THE PROBLEM | Continue the forum thread below about adopting a hairless rat in Maryland, picking up right after its last line.
-- BEGIN SOURCE EXTRACT --
# Adopt a hairless girl! Maryland



## mazzola (Jan 4, 2012)

She's great with other rats, very adventurous, and active. She's one of those rats that absolutely LOVE play/out time and will take advantage of it fully. The only reason I can't keep her is that her and my rabbit have some issues with each other. The hairless lady, because of being very curious, finds her way off my bed and into the rabbit cage. The rabbit is NOT okay with sharing her cage so it's become hard and nearly impossible to give the hairless lady the proper playtime and out time she deserves. I'd love to find an experienced owner with at least one other rat (of course) and a rat-proofed room for every day out/play time. I am in Baltimore but can travel an hour for any possible adopters.


----------



## shawnalaufer (Aug 21, 2011)
-- END SOURCE EXTRACT --
-- BEGIN INFORMATION GIVEN --
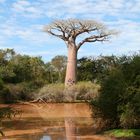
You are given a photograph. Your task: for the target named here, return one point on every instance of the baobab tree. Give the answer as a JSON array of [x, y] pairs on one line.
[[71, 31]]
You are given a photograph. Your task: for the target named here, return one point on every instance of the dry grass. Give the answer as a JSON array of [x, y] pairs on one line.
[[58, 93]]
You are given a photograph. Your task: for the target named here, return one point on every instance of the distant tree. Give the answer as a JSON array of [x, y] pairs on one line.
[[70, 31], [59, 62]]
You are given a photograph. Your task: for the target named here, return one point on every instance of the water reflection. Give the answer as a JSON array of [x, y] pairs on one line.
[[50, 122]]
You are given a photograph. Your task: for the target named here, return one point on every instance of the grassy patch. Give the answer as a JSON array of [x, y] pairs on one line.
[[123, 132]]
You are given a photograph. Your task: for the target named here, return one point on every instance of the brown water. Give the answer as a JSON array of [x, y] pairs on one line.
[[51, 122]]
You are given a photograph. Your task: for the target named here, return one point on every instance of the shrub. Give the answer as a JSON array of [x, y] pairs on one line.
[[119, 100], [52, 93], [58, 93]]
-- END INFORMATION GIVEN --
-- BEGIN INFORMATION GIVEN --
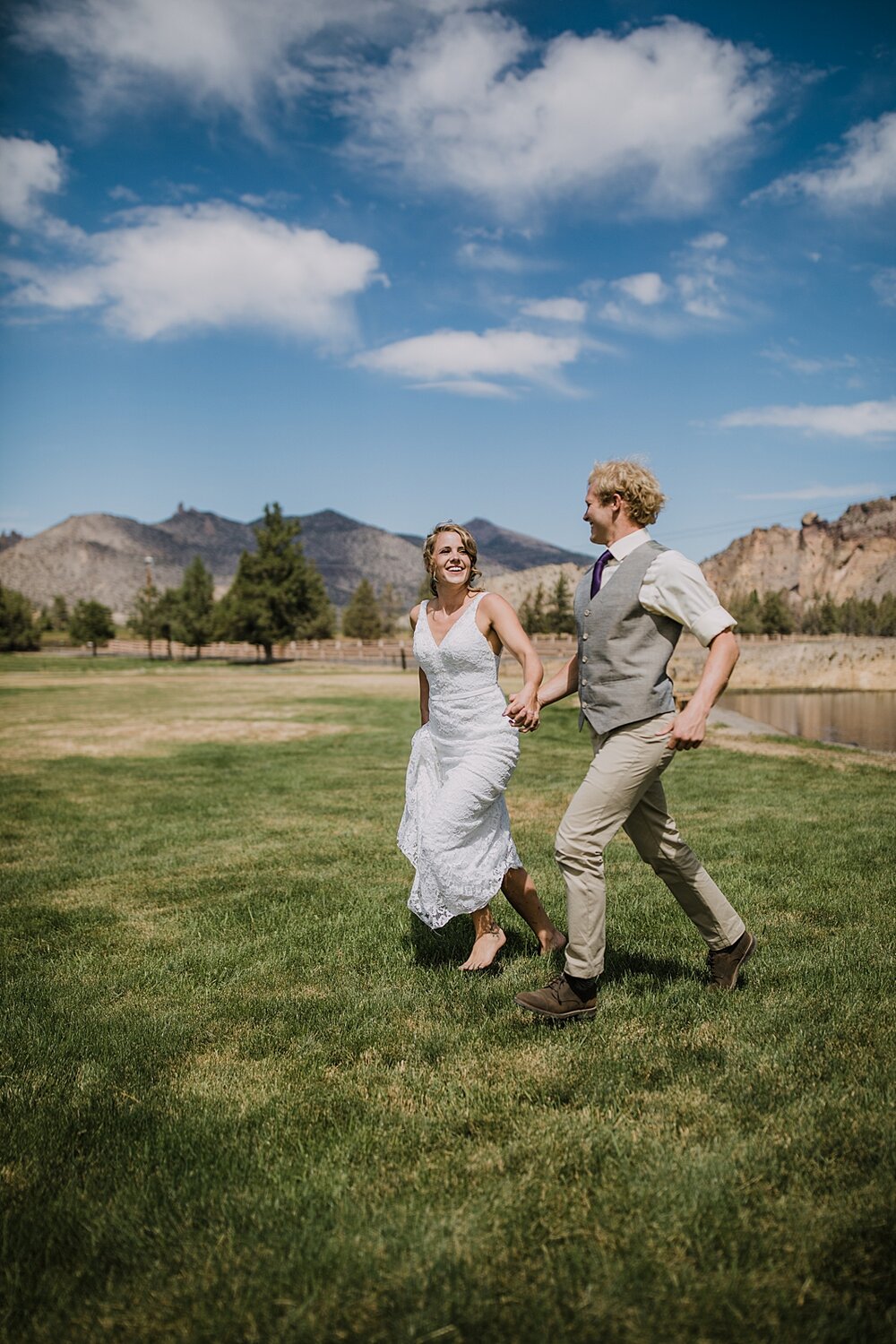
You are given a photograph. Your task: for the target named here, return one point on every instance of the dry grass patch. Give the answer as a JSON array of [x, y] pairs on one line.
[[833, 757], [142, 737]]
-- END INFORMATION GIVEN --
TASK ANSWER |
Awww she looks just like my Scarlett


----------



## A.ngelF.eathers (Jul 6, 2011)

It's not at all possible for you to move or cover the rabbit cage while she's out?


----------



## mazzola (Jan 4, 2012)

Nope. All efforts have failed. I've been trying multiple things for weeks. Her needs just don't fit what I'm capable of providing. Even if I can cover the cage, somehow, and she would stop finding a way in, there are still multiple issues with this house/my room that aren't quite suitable. I love her but I'm more concerned with finding a better life for her.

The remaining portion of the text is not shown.